__Task requirements__
Provide the data again in its entirety, exactly as given.

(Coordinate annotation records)
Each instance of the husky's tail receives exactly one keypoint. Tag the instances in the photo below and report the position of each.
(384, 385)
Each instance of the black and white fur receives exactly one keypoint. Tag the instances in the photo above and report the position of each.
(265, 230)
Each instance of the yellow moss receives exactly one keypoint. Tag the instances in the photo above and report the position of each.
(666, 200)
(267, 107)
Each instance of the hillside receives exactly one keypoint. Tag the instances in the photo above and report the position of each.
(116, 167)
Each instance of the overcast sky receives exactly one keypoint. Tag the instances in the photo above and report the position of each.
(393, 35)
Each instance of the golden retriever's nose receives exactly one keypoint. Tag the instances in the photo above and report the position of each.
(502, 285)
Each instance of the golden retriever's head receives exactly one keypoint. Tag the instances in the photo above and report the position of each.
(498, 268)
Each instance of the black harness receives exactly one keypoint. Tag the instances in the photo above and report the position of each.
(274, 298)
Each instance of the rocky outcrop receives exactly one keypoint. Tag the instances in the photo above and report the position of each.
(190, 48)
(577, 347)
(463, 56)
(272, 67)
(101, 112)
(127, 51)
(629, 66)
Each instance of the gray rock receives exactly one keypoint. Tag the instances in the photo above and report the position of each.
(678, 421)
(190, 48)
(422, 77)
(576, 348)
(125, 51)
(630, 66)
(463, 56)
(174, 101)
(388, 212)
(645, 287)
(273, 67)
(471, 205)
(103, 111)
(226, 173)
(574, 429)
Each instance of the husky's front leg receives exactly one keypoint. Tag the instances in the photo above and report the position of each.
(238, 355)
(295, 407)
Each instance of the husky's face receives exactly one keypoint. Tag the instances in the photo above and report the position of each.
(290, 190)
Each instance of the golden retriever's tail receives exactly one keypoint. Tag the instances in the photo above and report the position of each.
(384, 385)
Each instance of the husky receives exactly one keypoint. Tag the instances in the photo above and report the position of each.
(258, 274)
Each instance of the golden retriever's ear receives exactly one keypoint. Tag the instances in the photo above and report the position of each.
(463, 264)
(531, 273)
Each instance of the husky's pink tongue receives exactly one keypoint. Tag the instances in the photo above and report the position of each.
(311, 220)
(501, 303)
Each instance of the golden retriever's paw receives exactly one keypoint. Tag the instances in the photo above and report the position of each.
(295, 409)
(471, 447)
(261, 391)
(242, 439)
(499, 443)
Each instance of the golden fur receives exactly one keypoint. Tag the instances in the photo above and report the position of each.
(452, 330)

__Answer to this task__
Each instance of the husky's tail receives exactly one keypoint. Tag the instances in the photo below and report the position of each.
(384, 385)
Each instance of the black and white fur receives exactly one keypoint. Tag the instances in the photo above and report the position of each.
(265, 230)
Each instance of the yellow moss receives exactly one keypoint. Tag the instances in the photo above and report the position of each.
(666, 200)
(267, 107)
Each instance of the hillside receives exactly one keypoint. Tag the instances in the photo above and report the position of each.
(116, 167)
Each instance of the overcast sky receives exactly one keypoint. Tag the instances in the photo above and report the position of each.
(393, 35)
Each instance of the golden retriever's nose receives exactly one keypoint. Tag the instances in the photo above and report the position of each.
(502, 285)
Each instance of the golden retriever's head receives exactly one keypoint. Tag the instances in the photo above and report the position of each.
(498, 268)
Each instance of the black harness receives exactly one keypoint. Tag the instances in the photo above and report the position of each.
(274, 298)
Each instance of the rocky outcrop receives exactly one keypoint. Tag the instances in the photo above and report the position of each.
(190, 48)
(577, 347)
(463, 56)
(272, 67)
(101, 112)
(127, 51)
(629, 66)
Each instance of the gray rock receives exactly one keypoint. Tag the instances in the photo above and report the position of each.
(678, 421)
(190, 48)
(422, 77)
(576, 348)
(125, 51)
(630, 66)
(463, 56)
(174, 101)
(388, 212)
(645, 287)
(273, 67)
(471, 205)
(103, 111)
(226, 173)
(574, 429)
Each instance of the husky's front leg receives exactly one keypoint. Tag the instances in the photo above and report the position of each.
(238, 355)
(295, 407)
Each instance of the husky's face receives exactly one keypoint. Tag the instances in the photo above and report the position of each.
(290, 190)
Each instance of the golden retriever's tail receives exactly one keypoint. Tag the instances in the photo above and report the position of each.
(384, 385)
Each instance of the husky receives exactly one keypoint. Tag the instances in the photo above and report the position of each.
(258, 274)
Each instance of the golden retriever's ear receives exactly one keypoint. Tag the instances in the photo above and report the position of each.
(463, 264)
(531, 273)
Each instance of the husky's pink tongue receives exactly one keypoint. Tag the instances in the photo above and report the position of each.
(311, 220)
(501, 303)
Each instance of the golden retriever's paw receives exactly one keypoint. Tag the instances in the photo above and report the position of each.
(295, 409)
(471, 447)
(261, 391)
(242, 439)
(499, 443)
Each instance of the golden fur receives exactly one keypoint. Tag the instances in the photo above and report the position of each.
(452, 330)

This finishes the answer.